RECORDS FOR THIS TASK:
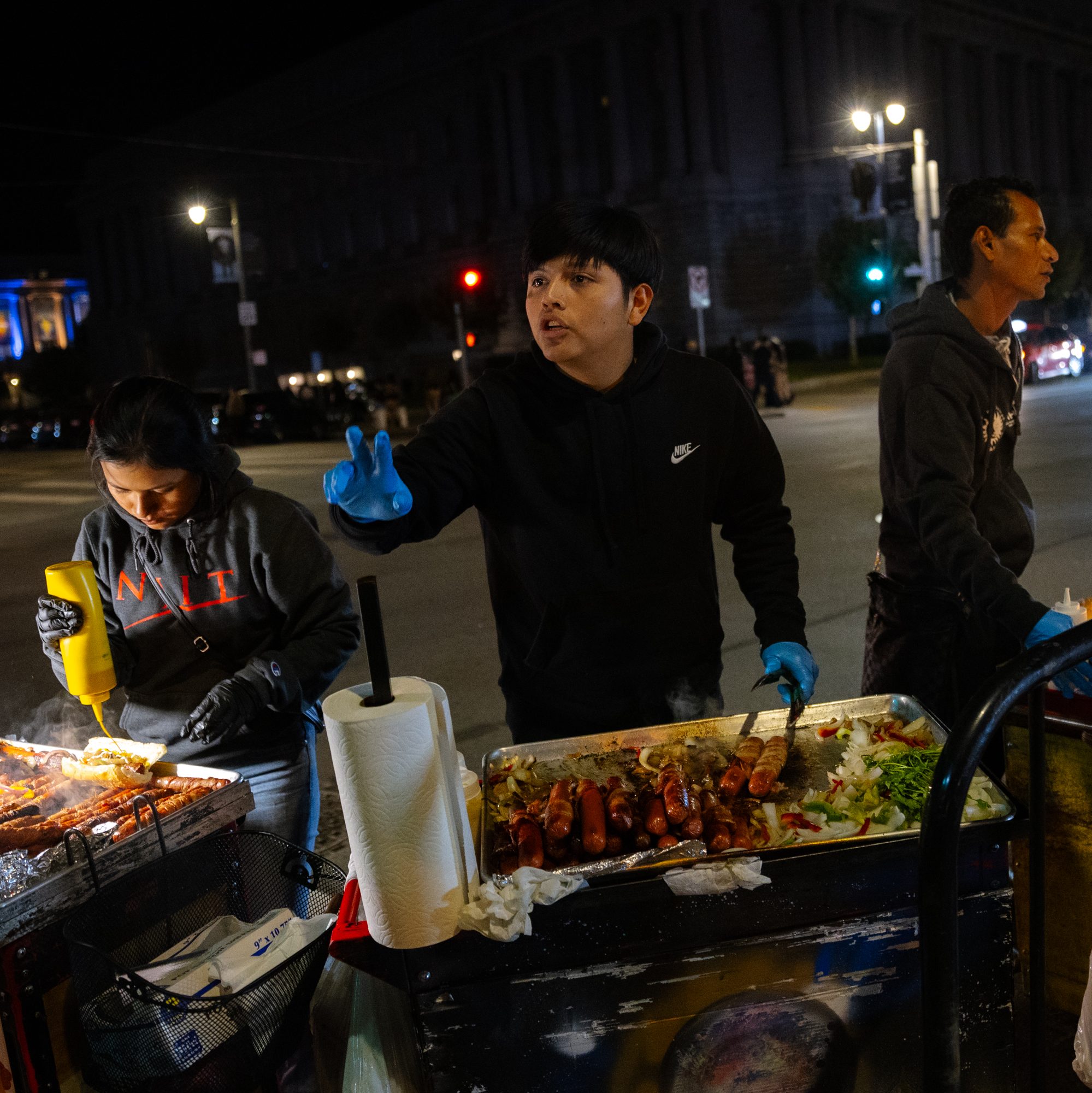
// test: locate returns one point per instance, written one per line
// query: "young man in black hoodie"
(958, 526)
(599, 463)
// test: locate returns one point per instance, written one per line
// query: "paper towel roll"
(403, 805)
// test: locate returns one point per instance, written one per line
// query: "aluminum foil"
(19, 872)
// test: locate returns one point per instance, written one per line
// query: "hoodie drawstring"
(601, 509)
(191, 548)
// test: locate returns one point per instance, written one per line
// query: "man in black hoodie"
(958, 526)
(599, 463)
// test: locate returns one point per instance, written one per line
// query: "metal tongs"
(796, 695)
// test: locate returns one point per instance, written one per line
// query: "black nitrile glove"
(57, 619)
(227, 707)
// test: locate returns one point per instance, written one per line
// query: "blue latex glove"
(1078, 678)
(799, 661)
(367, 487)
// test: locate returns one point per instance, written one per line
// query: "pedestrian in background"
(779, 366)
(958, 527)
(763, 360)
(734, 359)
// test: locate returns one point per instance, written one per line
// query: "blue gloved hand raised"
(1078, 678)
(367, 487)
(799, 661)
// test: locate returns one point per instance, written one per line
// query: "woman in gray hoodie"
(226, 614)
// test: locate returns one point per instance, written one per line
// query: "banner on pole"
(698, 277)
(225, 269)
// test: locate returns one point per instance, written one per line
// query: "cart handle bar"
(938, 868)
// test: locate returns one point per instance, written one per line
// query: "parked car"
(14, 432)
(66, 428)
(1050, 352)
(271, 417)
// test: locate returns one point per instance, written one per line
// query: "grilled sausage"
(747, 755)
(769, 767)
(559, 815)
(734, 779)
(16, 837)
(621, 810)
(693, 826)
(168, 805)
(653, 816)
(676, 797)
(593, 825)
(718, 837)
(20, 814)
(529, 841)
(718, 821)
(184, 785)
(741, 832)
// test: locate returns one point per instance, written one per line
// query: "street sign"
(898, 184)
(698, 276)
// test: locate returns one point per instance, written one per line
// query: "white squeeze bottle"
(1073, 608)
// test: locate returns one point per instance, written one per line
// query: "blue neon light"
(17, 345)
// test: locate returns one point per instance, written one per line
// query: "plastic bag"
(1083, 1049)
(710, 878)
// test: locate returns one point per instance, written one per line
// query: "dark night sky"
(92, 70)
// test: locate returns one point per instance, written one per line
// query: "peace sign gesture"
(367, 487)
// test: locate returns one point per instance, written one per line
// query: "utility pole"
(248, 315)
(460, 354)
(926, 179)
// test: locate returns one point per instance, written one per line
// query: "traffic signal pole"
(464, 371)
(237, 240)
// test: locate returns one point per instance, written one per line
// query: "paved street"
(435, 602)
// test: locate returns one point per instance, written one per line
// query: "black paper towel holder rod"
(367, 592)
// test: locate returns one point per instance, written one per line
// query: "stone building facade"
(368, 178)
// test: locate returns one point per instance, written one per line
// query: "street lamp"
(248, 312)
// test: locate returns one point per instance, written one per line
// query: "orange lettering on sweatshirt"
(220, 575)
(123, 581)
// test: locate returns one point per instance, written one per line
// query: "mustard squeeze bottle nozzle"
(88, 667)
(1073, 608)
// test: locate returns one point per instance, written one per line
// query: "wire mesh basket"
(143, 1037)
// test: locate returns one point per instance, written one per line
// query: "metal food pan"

WORK TO COMPLETE: Leave out the pictures and return every record word for word.

RESPONSE FOR THIS EXERCISE:
// test: locate returns one point per instance, written one per line
// query: "young man in black hoodie"
(958, 526)
(599, 463)
// test: locate returns one point per instance, written one per line
// query: "paper towel roll"
(403, 805)
// test: locate returns one point per instance, written one per line
// query: "aluminum foil"
(19, 872)
// test: locate returns one point per instance, written one per line
// query: "hoodie drawstring"
(601, 509)
(191, 548)
// test: locate returns one point per instance, written one per line
// query: "man in black hoodie"
(958, 526)
(599, 463)
// test: locate returns one point per instance, written one per line
// query: "metal tongs"
(796, 695)
// test: locate returns one point per instance, written one per line
// query: "black nitrile glove"
(57, 619)
(227, 707)
// test: locate returns one point per instance, written one per line
// query: "blue latex glove"
(1078, 678)
(799, 661)
(367, 487)
// test: locate returns one point per instance, written one per line
// query: "pedestrian in background"
(779, 366)
(958, 527)
(763, 360)
(734, 359)
// test: locate returns one point per instance, written one per line
// query: "blue gloved hand raised"
(1078, 678)
(367, 487)
(799, 661)
// test: locate returns one point per instance, written one per line
// query: "woman in gray hoodie"
(226, 614)
// test: locate returns one point per instance, written one per line
// query: "banner on pole"
(698, 277)
(225, 269)
// test: locate returns one point per instance, written one per line
// query: "cart handle bar"
(938, 868)
// test: locate returns one point per instance, written one per line
// query: "parked car"
(14, 432)
(66, 428)
(1050, 352)
(271, 417)
// test: locate returns one point per instance, written one per line
// query: "grilled sausage"
(747, 755)
(769, 767)
(559, 815)
(734, 779)
(16, 837)
(621, 810)
(693, 826)
(168, 805)
(653, 816)
(676, 797)
(593, 825)
(718, 837)
(20, 814)
(529, 841)
(718, 821)
(184, 785)
(741, 832)
// test: locate returns one point per instance, written one per line
// query: "street sign"
(898, 184)
(698, 276)
// test: locate returns one point per instance, written one per line
// query: "white squeeze bottle"
(1073, 608)
// test: locate returns one point per instance, written one per line
// query: "blue neon light"
(17, 345)
// test: locate returns one point per instance, written one per line
// query: "plastic bag"
(1083, 1049)
(710, 878)
// test: locate returns one point per instance, written one per line
// query: "dark night sky"
(92, 70)
// test: locate returns one point per instance, written one per line
// query: "peace sign gesture"
(367, 487)
// test: locate returns one point per instance, written one per line
// query: "utility pole"
(248, 315)
(460, 354)
(926, 179)
// test: locate returns one point per instance, written one per line
// query: "traffic signal pole"
(464, 371)
(237, 240)
// test: locate returns one point per instance, written one per line
// query: "paved street"
(435, 602)
// test: locate returns one point per instance, written one per line
// query: "black paper towel holder rod"
(367, 592)
// test: locate returns one point per instance, written one per line
// query: "stone building facade"
(368, 178)
// test: locate returns one point per instance, written one per line
// query: "street lamp"
(248, 312)
// test: locate returns one point per instance, written one per line
// query: "orange lettering on sweatshirt"
(220, 575)
(123, 581)
// test: locate returns one point per instance, written one per line
// query: "mustard squeeze bottle nozzle"
(88, 667)
(1073, 608)
// test: locate returns one point per instance, written one per line
// query: "wire mesh basket"
(143, 1037)
// test: locate returns one point per instance, written one per line
// query: "metal food pan"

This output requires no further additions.